Every entry must be printed again exactly, with nothing left out.

[Records from a dataset]
────────
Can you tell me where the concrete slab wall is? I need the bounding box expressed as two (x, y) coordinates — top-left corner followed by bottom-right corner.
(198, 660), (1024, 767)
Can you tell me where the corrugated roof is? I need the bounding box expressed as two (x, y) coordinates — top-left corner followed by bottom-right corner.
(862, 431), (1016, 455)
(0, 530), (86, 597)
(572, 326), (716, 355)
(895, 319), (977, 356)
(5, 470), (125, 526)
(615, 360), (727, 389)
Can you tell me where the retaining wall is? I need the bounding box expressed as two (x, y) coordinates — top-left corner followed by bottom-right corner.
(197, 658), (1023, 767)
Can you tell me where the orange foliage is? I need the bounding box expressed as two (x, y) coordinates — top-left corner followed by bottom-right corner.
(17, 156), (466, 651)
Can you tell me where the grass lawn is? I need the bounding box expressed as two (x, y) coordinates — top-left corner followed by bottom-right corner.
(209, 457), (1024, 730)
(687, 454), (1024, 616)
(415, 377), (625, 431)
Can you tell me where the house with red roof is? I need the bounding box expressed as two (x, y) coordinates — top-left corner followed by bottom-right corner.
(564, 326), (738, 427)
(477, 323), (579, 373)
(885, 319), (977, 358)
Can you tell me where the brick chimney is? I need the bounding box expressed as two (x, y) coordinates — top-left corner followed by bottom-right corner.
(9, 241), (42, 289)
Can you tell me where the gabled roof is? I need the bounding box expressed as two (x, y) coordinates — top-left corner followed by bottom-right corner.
────────
Written response -
Can you tell me where the concrete slab wall is? I need the bounding box expressed as two (x, y) coordinates — top-left corner followed by bottom-right corner.
(198, 660), (1024, 767)
Can you tell me where the corrugated roof is? I need the bounding box expressed as two (x, y) coordinates — top-left corner followed by bottom-right corner.
(862, 431), (1016, 455)
(0, 530), (86, 597)
(572, 326), (716, 355)
(895, 319), (977, 356)
(5, 470), (125, 526)
(615, 360), (727, 389)
Can you tell me where the retaining wall is? I need the bounding box expressed as two (x, y) coordinates — top-left corner followed by bottom-right corner.
(197, 658), (1023, 767)
Can you tell me where the orange foliage is? I need the bounding box expressed as two (x, y) coordinates — top-left corner followed by bottom-right corner.
(17, 156), (466, 651)
Can you tell me where the grass lawn is? I need the bounding box expressed as two (x, y) coordinates — top-left corner followed by bottom-right corner.
(209, 457), (1024, 730)
(687, 454), (1024, 616)
(415, 377), (625, 431)
Can you tell me where the house with red roof is? I need the bounding box expressed as two (x, y) coordinates — top-left corner followed by bottom-right corner.
(564, 326), (738, 427)
(477, 323), (579, 373)
(885, 319), (977, 358)
Can you tell me where the brick chimney is? I need the bounding box expressed as two (x, y) coordinates — top-left corner followed by bottom-right corner.
(9, 241), (42, 289)
Can you tell me where the gabled roof is? I need the bounding box expressed as two (x, y) coordinates — top-left corner followed by bottom-right corner.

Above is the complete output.